> [What is asked]: Write the next part of the passage below on deriving the adjoint drift flux equations, starting right after equation (14c).
##### Passage provided
Derivation of Equation (13) can be found in Appendix D. In order to satisfy Equation (13) in general, the integrals must vanish individually. The adjoint drift flux equations are deduced from the integrals over the interior of the domain:

$$\begin{array}{cc}\hfill -\nabla \mathbf{u}·\left({\rho }_m{\mathbf{v}}_m\right)-({\rho }_m{\mathbf{v}}_m·\nabla )\mathbf{u}-\nabla ·\left(2{\mu }_m\mathrm{D}\left(\mathbf{u}\right)\right)& =-{\rho }_m\nabla q+\alpha \nabla \beta -\aleph {\rho }_m\mathbf{u}-\frac{\partial J_{\Omega }}{\partial {\mathbf{v}}_m}\hfill \end{array}$$

$$\begin{array}{cc}\hfill & +\nabla ·\left(2\frac{\partial {\mu }_d}{\partial {\mathbf{v}}_m}\mathrm{D}\left(\mathbf{u}\right)\right)·{\mathbf{v}}_m,\hfill \end{array}$$

(14a)

$$\begin{array}{cc}\hfill \nabla ·\left({\rho }_m\mathbf{u}\right)& =\frac{\partial J_{\Omega }}{\partial p_m},\hfill \\ \hfill -\left({\mathbf{v}}_m+\frac{\partial }{\partial \alpha }\left(\alpha {\mathbf{v}}_{dj}\right)+\frac{{\mu }_m^t}{{\rho }_c}\left(\frac{{\rho }_d}{{\rho }_c}-1\right)\nabla \alpha \right)·\nabla \beta & =\nabla ·\frac{{\mu }_m^t}{{\rho }_c}\left(1-\alpha \left(\frac{{\rho }_d}{{\rho }_c}-1\right)\right)\nabla \beta \hfill \end{array}$$

(14b)

$$\begin{array}{cc}\hfill & +S_1+S_2-\frac{\partial J_{\Omega }}{\partial \alpha },\hfill \end{array}$$

(14c)
##########
##### Raw data
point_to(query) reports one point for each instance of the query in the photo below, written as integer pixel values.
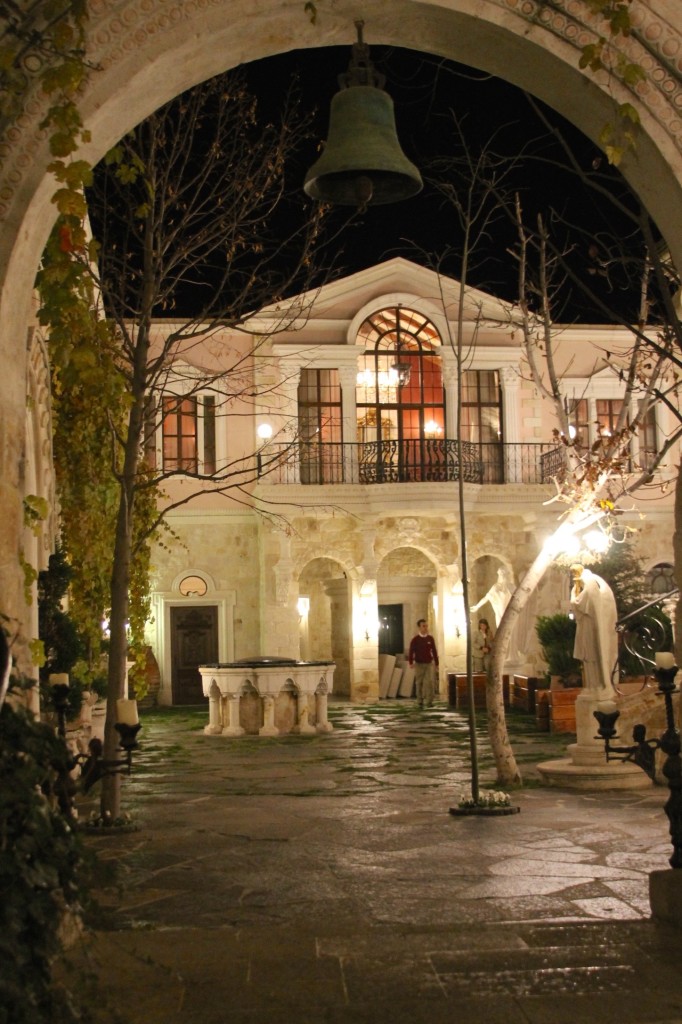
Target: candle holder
##########
> [Output of the task]:
where:

$$\begin{array}{cc}\hfill S_1& =({\rho }_d-{\rho }_c)\left(({\mathbf{v}}_m·\nabla )(\mathbf{u}·{\mathbf{v}}_m-q)-\mathbf{u}·(\aleph {\mathbf{v}}_m-\mathbf{g})\right)+\nabla ·\left(2\frac{\partial {\mu }_d}{\partial \alpha }\mathrm{D}\left(\mathbf{u}\right)\right)·{\mathbf{v}}_m,\hfill \end{array}$$

(15a)

$$\begin{array}{cc}\hfill S_2& =\left(({\rho }_d-{\rho }_c)p_m+\frac{\partial }{\partial \alpha }\left(\alpha {\rho }_d{\mathbf{v}}_{dj}{\mathbf{v}}_{dj}\right)\right)\nabla ·\mathbf{u},\hfill \end{array}$$

(15b)

and the boundary conditions for the adjoint variables are deduced from the surface integrals:

$$\begin{array}{c}\hfill {\int }_{\Gamma }d\Gamma (\mathbf{n}(\mathbf{u}·{\rho }_m{\mathbf{v}}_m)+{\rho }_m{\mathbf{v}}_m·\mathbf{n}\mathbf{u}+2{\mu }_m\mathbf{n}·\mathrm{D}\left(\mathbf{u}\right)-q{\rho }_m\mathbf{n}+\alpha \beta \mathbf{n}+\frac{\partial J_{\Gamma }}{\partial {\mathbf{v}}_m}\end{array}$$

$$\begin{array}{cc}\hfill +2\frac{\partial {\mu }_d}{\partial {\mathbf{v}}_m}\mathbf{n}·\left(\mathrm{D}\left({\mathbf{v}}_m\right)·\mathbf{u}-\mathrm{D}\left(\mathbf{u}\right)·{\mathbf{v}}_m\right))·\delta {\mathbf{v}}_m-{\int }_{\Gamma }d\Gamma 2{\mu }_m\mathbf{n}·\mathrm{D}\left(\delta {\mathbf{v}}_m\right)·\mathbf{u}& =0,\hfill \end{array}$$

(16a)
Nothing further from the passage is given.